Friday, April 26, 2013

A Big Scare, A Few Scars, and a Three-Pound Bundle of Love

By Kim

In her post last Friday, Susan mentioned an incident that occurred at my children’s elementary school on the same day as the Boston Marathon bombings.

Here are the facts, as reported by the Dallas news stations. On the morning of April 15th, 2013, a pregnant woman was shot and killed by her ex-boyfriend. The murder occurred a block from an elementary school, which was placed on lockdown until the suspect left the area. He was later located by police, and a long car chase ended back near the crime scene, where the suspect shot a police officer (who lived) and barricaded himself into another house near the school. The school was placed back on lockdown until the end of the day. The suspect was arrested about an hour after school dismissed.

When I returned home after a morning of running errands, I received an automated message that simply informed me the school was on precautionary lockdown due to criminal activity in the area. All children safe and accounted for. I decided to stick close to home until I heard back, but was not particularly worried. Then I received a second automated call. This time the principal’s voice contained a hint of distress. She said the school was again on lockdown as police tried to apprehend a suspect who had shot an officer and barricaded himself into a nearby house. All children were being kept away from windows.

Now I was worried.

While trying to find out what was happening , I learned about the bombings in Boston. What if the guy near the school had explosives and intended to blow up the house, and himself, in close proximity to my babies. He had killed a pregnant woman and tried to kill a cop. This is Texas. His life is over.

I paced as I waited for a third call. It came. Lockdown still in place.

Live web footage showed dozens of cop cars blocking off a familiar street. I knew exactly where they were. If disaster happened, the auditorium side of the school would bear the brunt of it. My second grader’s classroom is uncomfortably close. I prayed she was being kept in the gym.

Photo by Deborah Downes
When the lockdown lifted for dismissal it was like driving into a war zone. Police cars everywhere. Checkpoints. Frantic parents approaching on foot only to be turned away. Harried teachers and children standing in organized clumps on the lawn in front of the school. News cameras recorded everything from across the street. They’re like buzzards waiting for carnage, I thought. Thankfully, they got none.

My second grader told me she had spent four-and-a-half hours sitting “criss-cross applesauce” on the floor. She was told to hunch down and stay silent. The kids didn’t know what was going on, only that it was not a drill. She did not want to be left alone when she got home, and her legs hurt from being still so long, but was fine after being assured she’d never been in danger and that the bad guy was in jail.

My sixth grader had it far worse. The murder scene was visible from her classroom window. She chose not to look when she saw police cars surrounding the home, but a few of her classmates reported seeing a bloodied woman being loaded into an ambulance. Worse, those kids knew the woman was the mother of one of their friends, a boy in the next classroom over. He had already lost his father in Iraq.

▸ Tasks to perform
A. Answer these questions from the lockdown post:
(i) On what date was the pregnant woman shot?
(ii) How long did the second grader spend sitting on the floor?
(iii) What could be seen from the sixth grader's classroom window?
B. Reproduce the passage of the lockdown post starting at "Live web footage" and ending at "in the gym.".
C. Translate this sentence from the lockdown post into Spanish: "The suspect was arrested about an hour after school dismissed."

▸ Information supplied
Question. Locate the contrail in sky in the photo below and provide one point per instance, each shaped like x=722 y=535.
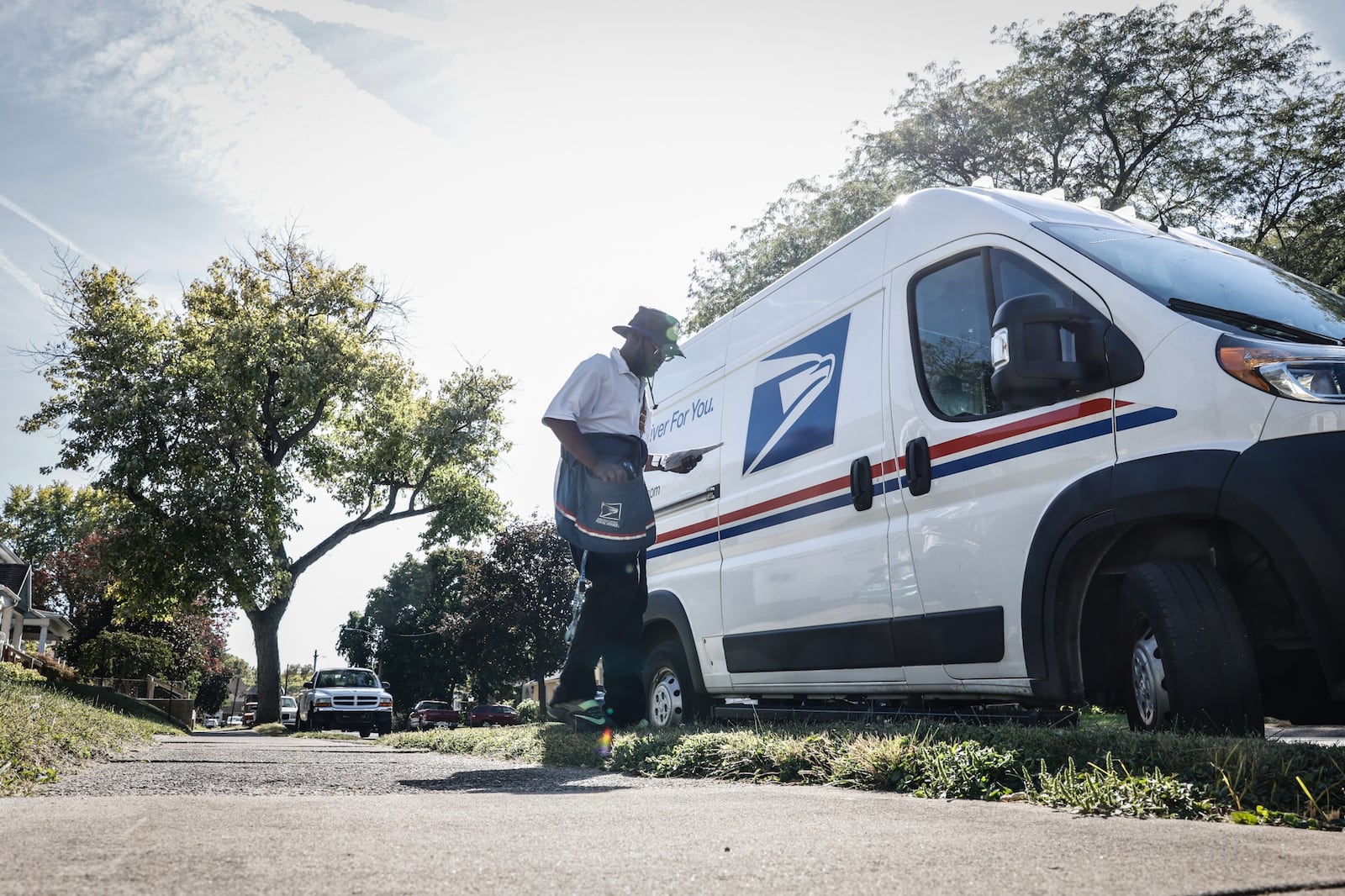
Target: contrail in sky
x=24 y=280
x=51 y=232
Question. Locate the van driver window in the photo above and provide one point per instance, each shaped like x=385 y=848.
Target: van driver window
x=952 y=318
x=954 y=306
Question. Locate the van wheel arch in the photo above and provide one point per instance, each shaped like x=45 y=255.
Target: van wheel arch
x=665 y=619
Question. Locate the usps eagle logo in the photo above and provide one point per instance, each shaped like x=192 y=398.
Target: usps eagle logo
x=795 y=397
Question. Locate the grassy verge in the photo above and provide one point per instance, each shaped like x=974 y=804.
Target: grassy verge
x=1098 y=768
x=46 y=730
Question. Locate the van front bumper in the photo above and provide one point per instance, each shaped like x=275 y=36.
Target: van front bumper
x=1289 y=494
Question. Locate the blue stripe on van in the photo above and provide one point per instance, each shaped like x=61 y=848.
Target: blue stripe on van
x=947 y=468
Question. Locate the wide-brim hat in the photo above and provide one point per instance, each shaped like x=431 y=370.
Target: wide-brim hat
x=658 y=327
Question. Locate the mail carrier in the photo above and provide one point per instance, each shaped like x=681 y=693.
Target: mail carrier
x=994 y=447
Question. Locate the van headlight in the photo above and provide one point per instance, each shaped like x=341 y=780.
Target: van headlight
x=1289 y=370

...

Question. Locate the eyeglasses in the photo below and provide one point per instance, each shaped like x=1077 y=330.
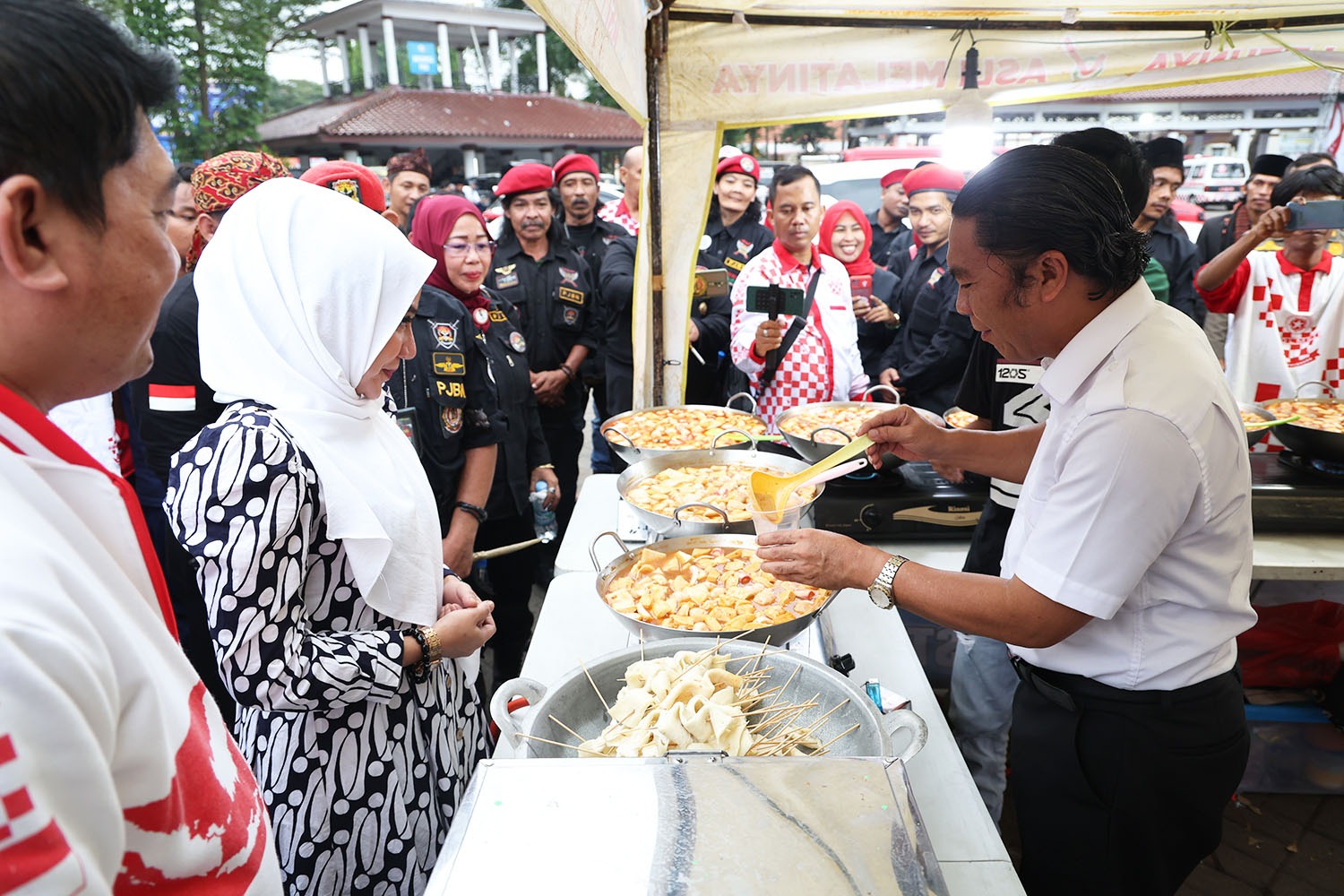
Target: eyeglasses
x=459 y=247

▸ Task-by-task outputs
A.
(i) April 15th, 2013
(ii) Four-and-a-half hours
(iii) The murder scene

B.
Live web footage showed dozens of cop cars blocking off a familiar street. I knew exactly where they were. If disaster happened, the auditorium side of the school would bear the brunt of it. My second grader’s classroom is uncomfortably close. I prayed she was being kept in the gym.

C. El sospechoso fue arrestado aproximadamente una hora después de la salida de la escuela.